** GOAL **
Beginning with the line that contains "Q: Point to the ceiling fan motor", copy each subsequent line of the data below through the last one, including both ends but not the pictures.
═══ ROWS ═══
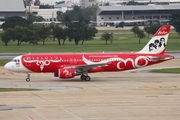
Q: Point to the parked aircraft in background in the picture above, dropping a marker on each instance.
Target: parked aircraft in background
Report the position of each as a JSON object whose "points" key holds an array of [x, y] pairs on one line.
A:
{"points": [[122, 22], [69, 65]]}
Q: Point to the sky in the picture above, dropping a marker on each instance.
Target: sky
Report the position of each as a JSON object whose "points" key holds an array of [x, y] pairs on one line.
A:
{"points": [[77, 1], [53, 1]]}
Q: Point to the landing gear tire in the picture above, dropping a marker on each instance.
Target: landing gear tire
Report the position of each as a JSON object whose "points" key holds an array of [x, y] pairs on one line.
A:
{"points": [[87, 78], [83, 77], [27, 79]]}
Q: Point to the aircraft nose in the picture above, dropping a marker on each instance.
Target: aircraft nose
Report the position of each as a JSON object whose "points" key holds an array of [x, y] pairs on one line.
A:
{"points": [[8, 66]]}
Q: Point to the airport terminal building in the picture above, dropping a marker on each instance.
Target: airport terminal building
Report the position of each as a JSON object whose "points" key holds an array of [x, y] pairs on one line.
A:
{"points": [[149, 13], [10, 8]]}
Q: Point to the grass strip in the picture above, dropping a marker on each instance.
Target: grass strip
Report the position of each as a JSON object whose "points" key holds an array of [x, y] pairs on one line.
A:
{"points": [[168, 70], [16, 89]]}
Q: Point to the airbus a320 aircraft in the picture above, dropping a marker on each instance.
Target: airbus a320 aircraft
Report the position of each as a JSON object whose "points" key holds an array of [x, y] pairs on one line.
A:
{"points": [[69, 65]]}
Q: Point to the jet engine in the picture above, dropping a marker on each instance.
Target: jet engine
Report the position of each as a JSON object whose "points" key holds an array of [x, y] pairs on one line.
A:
{"points": [[66, 73]]}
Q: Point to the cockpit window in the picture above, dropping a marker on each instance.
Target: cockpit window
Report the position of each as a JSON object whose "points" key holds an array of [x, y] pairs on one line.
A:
{"points": [[16, 60]]}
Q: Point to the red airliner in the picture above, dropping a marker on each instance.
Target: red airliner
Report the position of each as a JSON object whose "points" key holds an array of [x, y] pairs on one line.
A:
{"points": [[69, 65]]}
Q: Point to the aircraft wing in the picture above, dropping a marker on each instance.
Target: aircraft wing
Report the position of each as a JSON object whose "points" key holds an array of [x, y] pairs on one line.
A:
{"points": [[125, 21], [90, 64]]}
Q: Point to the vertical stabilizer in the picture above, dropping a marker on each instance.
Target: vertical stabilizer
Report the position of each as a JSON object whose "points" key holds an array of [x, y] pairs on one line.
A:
{"points": [[158, 42]]}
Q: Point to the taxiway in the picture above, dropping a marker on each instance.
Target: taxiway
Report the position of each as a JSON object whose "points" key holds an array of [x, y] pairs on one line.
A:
{"points": [[108, 96]]}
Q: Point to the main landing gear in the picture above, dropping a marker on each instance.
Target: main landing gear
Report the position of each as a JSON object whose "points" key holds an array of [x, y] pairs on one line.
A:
{"points": [[85, 77], [28, 77]]}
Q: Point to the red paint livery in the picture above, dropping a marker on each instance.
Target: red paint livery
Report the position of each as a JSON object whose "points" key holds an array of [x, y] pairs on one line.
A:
{"points": [[70, 65]]}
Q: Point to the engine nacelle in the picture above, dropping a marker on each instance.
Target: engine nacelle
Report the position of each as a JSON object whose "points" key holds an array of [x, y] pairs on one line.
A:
{"points": [[66, 73]]}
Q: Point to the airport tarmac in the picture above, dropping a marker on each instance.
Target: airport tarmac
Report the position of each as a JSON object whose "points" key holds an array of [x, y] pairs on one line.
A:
{"points": [[108, 96]]}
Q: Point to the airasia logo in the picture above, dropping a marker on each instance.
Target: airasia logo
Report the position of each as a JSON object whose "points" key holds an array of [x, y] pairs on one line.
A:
{"points": [[67, 73], [162, 32]]}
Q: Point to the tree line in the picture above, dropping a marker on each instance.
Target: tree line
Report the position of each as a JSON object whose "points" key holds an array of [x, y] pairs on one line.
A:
{"points": [[75, 29]]}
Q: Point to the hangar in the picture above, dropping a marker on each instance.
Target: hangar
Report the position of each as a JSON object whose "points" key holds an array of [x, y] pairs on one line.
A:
{"points": [[149, 13], [10, 8]]}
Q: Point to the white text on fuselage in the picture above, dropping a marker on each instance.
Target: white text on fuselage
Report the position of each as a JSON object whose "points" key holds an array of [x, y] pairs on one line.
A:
{"points": [[42, 61]]}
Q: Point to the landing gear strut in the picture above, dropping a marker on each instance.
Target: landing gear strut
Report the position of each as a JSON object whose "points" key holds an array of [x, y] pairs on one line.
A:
{"points": [[28, 77], [85, 77]]}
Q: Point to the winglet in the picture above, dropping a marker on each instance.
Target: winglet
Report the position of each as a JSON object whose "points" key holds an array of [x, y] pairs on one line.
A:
{"points": [[158, 42]]}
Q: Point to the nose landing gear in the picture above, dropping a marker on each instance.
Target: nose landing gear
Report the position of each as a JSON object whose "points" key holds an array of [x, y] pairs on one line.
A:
{"points": [[85, 77], [28, 77]]}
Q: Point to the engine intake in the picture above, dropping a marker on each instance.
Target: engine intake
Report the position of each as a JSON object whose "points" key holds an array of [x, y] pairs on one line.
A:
{"points": [[66, 73]]}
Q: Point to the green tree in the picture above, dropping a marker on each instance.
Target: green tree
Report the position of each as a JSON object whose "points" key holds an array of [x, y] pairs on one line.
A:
{"points": [[58, 31], [90, 11], [5, 37], [146, 29], [75, 32], [175, 21], [12, 22], [33, 18], [135, 30], [107, 36]]}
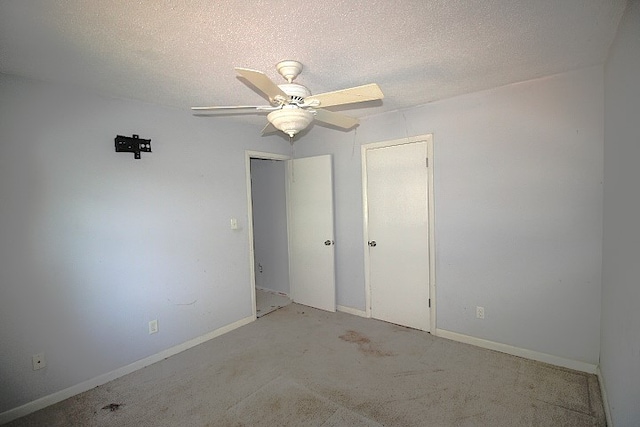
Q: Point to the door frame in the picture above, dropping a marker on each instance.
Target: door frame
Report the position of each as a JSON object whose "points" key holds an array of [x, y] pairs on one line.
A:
{"points": [[248, 155], [428, 138]]}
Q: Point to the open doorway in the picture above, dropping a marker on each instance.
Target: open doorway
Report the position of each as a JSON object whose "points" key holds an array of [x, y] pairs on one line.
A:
{"points": [[270, 255]]}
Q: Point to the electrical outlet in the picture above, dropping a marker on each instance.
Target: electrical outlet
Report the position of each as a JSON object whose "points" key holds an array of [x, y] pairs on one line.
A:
{"points": [[38, 361], [153, 327]]}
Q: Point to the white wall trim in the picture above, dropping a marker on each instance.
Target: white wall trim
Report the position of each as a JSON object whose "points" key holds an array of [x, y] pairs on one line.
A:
{"points": [[61, 395], [517, 351], [350, 310], [605, 399]]}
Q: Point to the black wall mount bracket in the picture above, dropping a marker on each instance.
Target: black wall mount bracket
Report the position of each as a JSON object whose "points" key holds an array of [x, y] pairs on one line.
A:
{"points": [[132, 144]]}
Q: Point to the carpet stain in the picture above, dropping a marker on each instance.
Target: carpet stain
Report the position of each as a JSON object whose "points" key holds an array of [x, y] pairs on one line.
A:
{"points": [[113, 406], [364, 344]]}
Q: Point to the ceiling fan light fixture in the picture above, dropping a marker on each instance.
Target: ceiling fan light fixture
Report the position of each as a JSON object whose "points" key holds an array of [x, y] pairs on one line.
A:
{"points": [[290, 120]]}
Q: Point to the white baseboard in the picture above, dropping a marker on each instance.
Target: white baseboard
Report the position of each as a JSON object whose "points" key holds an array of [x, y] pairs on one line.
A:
{"points": [[605, 399], [353, 311], [61, 395], [517, 351], [272, 291]]}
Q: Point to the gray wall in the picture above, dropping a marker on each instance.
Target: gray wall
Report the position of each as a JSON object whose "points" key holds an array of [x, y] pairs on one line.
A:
{"points": [[94, 244], [271, 254], [518, 209], [620, 354]]}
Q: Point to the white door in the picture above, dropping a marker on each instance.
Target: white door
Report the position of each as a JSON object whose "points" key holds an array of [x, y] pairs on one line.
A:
{"points": [[398, 234], [311, 238]]}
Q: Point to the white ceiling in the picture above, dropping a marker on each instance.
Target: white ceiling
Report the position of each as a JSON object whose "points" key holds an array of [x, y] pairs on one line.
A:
{"points": [[182, 52]]}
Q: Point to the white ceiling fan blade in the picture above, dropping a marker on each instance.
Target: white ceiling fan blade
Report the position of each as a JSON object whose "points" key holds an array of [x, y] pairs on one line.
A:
{"points": [[336, 119], [233, 107], [269, 128], [263, 83], [363, 93]]}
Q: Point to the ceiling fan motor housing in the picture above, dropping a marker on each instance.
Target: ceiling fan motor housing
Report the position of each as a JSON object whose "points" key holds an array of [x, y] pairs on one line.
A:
{"points": [[296, 92]]}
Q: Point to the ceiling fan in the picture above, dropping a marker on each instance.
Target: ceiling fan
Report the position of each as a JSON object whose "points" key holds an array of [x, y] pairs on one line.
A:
{"points": [[292, 106]]}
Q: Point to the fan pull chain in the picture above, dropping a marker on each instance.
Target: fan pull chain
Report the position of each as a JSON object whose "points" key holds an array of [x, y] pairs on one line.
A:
{"points": [[293, 156]]}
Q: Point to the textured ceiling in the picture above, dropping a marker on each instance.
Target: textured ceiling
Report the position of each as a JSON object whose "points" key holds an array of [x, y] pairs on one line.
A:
{"points": [[183, 52]]}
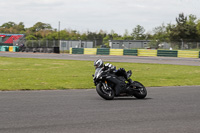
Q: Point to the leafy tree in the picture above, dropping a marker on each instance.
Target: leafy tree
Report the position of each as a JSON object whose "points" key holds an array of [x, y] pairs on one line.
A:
{"points": [[138, 33], [184, 30]]}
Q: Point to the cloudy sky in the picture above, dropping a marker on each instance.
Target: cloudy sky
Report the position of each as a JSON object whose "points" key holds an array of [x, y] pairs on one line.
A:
═══
** WRITTEN SOLUTION **
Q: Point to the ceiling fan motor housing in the picture above, dropping a marker on each instance.
Target: ceiling fan motor housing
Report the position of each as a JSON object whose "points" key holds an array of [x, y] pairs on one line.
A:
{"points": [[296, 92]]}
Q: Point to the ceiling fan in the picture above, dropping a marker on each instance.
Target: ceiling fan
Report the position of each as a JSON object whose "points" key holds an array of [x, y] pairs on one line.
A:
{"points": [[292, 106]]}
Q: Point to the fan pull chain in the picture above, dropping a marker on each instance.
Target: fan pull chain
Report the position of each as a JSON object whose "points" key holds an array of [x, y] pairs on one line.
A:
{"points": [[293, 156]]}
Q: Point to the textured ceiling in the picture above, dropping a marker on each instance.
Target: textured ceiling
Report the position of each as a JSON object whose "points" key holds an array of [x, y] pairs on one line.
A:
{"points": [[183, 52]]}
Q: Point to the leafy tree in the picture above, dropping a marker on each instance.
Target: leafy tree
Report the position of each as a JSON object whose "points" key holds an array of [x, y] pairs on one line.
A:
{"points": [[138, 33], [184, 30]]}
Q: Point to the cloudy sky in the picture above, dropping a marker on each instance.
Target: cloudy sky
Report the position of each as a JSON object whose "points" key holds an array of [x, y] pairs on one line.
A:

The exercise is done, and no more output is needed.